[[ Passage to read, beginning ]]

This growing conflict over drug safety illustrates the difficulty the nation has had in achieving the right balance in regulating drugs that, while intended to help save lives, can come with very serious risks.

In the 1980s, critics railed against the FDA for being too slow in approving drugs. One congressman referred to FDA investigators as "pusillanimous and faint-hearted" for their cautious approach.

It took more than two years, on average, for new drugs to be approved. That changed after a major shake-up in 1992, and so did the FDA's funding. Congress passed the Prescription Drug User Fee Act, which increased FDA funding for drug approvals by charging pharmaceutical companies a user fee. In the next 10 years, the drug companies paid $825 million dollars to the FDA, according to the JAMA. During that same period, the time it took for new drugs to be approved dropped by almost half, to just over a year. But that speed had a cost, according to the JAMA: "Drug recalls following approval increased from 1.56% for 1993-1996 to 5.35% for 1997-2001."

The Vioxx scandal indicates to many medical experts that the FDA's regulatory loosening up may now have gone too far.

[[ Passage to read, end ]]
[[ Raw data, beginning ]]

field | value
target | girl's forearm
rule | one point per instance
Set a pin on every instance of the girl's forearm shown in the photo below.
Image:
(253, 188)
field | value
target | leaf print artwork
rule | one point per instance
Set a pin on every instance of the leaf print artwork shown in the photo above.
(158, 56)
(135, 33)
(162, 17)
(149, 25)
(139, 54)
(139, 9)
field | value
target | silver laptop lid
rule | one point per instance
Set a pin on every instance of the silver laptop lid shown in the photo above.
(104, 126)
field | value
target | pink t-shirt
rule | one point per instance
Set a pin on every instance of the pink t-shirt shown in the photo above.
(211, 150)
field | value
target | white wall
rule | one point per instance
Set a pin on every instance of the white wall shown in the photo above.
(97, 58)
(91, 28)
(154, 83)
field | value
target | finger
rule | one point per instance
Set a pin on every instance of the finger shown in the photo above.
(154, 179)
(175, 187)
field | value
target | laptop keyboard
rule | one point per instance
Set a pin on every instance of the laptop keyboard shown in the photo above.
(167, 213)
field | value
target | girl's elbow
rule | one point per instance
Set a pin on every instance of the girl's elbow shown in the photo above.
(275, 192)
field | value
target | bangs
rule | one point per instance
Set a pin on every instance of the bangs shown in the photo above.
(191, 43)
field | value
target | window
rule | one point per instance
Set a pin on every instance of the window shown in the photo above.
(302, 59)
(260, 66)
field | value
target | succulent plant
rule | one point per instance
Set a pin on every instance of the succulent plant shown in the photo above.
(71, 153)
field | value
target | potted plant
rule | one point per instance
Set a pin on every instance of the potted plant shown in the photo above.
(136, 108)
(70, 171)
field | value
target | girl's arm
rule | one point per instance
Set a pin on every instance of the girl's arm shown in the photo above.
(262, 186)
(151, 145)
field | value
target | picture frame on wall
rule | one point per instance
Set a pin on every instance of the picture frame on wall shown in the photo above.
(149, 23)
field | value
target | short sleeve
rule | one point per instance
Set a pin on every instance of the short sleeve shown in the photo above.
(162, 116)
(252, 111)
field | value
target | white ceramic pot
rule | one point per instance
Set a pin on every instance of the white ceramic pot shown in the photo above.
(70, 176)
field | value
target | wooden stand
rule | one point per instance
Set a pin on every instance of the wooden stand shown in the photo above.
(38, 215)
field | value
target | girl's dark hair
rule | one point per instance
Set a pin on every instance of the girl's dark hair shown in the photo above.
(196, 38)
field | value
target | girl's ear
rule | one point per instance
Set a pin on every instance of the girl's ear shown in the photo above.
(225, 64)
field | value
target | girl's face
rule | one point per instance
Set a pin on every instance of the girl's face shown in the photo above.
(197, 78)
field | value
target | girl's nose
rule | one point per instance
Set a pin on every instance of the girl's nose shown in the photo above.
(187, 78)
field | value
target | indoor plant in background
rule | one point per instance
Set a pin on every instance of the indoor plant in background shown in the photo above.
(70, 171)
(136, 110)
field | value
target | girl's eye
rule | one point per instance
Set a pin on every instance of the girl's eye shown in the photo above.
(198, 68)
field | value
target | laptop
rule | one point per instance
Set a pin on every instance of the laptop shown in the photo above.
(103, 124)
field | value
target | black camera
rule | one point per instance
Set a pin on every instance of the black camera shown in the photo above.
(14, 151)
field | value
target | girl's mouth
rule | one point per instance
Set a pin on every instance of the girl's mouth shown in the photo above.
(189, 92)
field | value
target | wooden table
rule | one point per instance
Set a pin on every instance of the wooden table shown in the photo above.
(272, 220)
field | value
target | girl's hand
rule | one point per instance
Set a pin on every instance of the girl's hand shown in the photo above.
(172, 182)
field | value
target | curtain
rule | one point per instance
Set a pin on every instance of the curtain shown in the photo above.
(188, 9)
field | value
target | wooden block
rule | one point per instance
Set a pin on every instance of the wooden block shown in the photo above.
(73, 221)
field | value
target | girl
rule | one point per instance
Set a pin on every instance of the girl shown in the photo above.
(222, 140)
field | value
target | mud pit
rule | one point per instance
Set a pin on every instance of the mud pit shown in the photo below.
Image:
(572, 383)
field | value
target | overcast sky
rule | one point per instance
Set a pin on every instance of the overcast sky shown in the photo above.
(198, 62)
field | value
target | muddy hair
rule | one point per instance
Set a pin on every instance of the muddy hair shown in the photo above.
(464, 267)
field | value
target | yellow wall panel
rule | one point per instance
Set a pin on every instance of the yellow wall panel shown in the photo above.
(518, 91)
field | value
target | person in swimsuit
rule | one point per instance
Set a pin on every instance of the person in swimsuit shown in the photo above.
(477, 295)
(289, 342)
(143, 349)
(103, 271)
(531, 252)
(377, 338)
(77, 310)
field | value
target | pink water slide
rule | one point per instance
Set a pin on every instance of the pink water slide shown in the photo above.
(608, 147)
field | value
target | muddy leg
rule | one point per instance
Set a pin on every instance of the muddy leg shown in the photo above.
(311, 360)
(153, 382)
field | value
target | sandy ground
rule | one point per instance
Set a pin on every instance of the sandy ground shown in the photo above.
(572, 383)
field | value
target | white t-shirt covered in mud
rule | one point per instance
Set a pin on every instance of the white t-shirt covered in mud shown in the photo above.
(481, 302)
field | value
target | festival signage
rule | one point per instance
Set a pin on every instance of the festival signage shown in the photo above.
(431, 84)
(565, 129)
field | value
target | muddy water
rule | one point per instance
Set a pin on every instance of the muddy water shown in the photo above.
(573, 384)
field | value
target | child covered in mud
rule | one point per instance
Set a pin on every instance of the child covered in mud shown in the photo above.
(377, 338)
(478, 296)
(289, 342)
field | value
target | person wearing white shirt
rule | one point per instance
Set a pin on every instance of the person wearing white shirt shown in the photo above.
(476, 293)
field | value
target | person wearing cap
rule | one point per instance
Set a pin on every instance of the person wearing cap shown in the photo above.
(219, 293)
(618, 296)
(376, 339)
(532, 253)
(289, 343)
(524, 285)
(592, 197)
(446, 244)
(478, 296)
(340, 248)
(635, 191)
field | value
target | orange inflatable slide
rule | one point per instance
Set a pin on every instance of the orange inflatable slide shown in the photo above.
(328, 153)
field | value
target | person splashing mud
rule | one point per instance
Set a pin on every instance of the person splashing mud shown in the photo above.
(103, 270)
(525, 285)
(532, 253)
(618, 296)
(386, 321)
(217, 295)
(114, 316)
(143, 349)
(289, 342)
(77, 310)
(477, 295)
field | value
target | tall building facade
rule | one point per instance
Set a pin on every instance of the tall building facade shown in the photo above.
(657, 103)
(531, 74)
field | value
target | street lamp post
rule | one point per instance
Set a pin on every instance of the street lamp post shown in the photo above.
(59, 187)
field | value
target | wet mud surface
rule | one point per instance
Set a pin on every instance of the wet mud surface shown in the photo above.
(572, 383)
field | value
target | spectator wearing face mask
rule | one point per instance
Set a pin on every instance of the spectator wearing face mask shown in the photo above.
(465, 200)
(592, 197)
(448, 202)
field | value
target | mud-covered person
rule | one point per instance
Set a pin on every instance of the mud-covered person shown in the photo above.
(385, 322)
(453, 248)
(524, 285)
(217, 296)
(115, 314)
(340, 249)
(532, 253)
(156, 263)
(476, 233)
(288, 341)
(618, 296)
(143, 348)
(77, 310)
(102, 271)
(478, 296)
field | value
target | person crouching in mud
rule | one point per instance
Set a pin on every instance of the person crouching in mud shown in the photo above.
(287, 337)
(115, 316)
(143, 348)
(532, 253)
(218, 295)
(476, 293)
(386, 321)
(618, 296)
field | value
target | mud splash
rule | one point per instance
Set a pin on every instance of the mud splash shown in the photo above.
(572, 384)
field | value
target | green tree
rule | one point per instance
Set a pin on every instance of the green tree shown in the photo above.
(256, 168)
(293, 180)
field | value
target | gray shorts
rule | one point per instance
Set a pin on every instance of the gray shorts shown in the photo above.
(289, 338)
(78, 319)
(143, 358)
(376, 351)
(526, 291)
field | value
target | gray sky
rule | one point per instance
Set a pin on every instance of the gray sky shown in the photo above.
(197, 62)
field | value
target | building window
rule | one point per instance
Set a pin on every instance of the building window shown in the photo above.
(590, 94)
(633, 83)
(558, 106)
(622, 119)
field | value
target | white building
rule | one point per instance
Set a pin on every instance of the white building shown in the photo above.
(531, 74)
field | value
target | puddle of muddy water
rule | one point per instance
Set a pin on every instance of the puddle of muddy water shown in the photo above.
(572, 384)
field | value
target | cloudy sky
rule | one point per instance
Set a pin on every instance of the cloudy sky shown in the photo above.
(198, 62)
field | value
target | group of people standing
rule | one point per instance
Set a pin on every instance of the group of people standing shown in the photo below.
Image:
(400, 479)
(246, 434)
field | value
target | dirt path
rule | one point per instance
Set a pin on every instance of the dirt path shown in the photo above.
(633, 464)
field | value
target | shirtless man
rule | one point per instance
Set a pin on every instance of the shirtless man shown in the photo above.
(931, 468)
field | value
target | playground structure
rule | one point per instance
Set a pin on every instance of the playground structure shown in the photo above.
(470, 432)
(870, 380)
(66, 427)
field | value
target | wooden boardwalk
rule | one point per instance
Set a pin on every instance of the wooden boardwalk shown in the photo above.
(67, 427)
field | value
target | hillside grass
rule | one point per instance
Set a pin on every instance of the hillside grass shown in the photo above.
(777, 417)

[[ Raw data, end ]]

### [Questions on the material]
A - Repeat the part of the drug safety passage from "This growing conflict" up to and including "very serious risks.", word for word.
B - List every year, decade, or span of years that the drug safety passage writes in numerals.

### [Written answers]
A -
This growing conflict over drug safety illustrates the difficulty the nation has had in achieving the right balance in regulating drugs that, while intended to help save lives, can come with very serious risks.

B -
1980s
1992
1993-1996
1997-2001